◆ **Task statement**: Retype every entry below without any change.

◆ **Source records**:
____________

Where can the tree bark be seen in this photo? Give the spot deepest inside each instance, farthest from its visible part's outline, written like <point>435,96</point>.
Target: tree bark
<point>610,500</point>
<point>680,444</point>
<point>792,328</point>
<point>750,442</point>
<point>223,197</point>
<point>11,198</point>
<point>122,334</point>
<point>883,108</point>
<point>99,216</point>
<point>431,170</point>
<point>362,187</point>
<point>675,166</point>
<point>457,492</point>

____________

◆ **Task response**:
Where can the tree bark be seen in this photo? Give the spot deepest inside each instance, farthest from its visible part's outline, written like <point>435,96</point>.
Target: tree bark
<point>610,500</point>
<point>680,444</point>
<point>792,328</point>
<point>750,442</point>
<point>223,197</point>
<point>11,198</point>
<point>122,334</point>
<point>883,108</point>
<point>99,216</point>
<point>431,170</point>
<point>362,187</point>
<point>675,166</point>
<point>457,492</point>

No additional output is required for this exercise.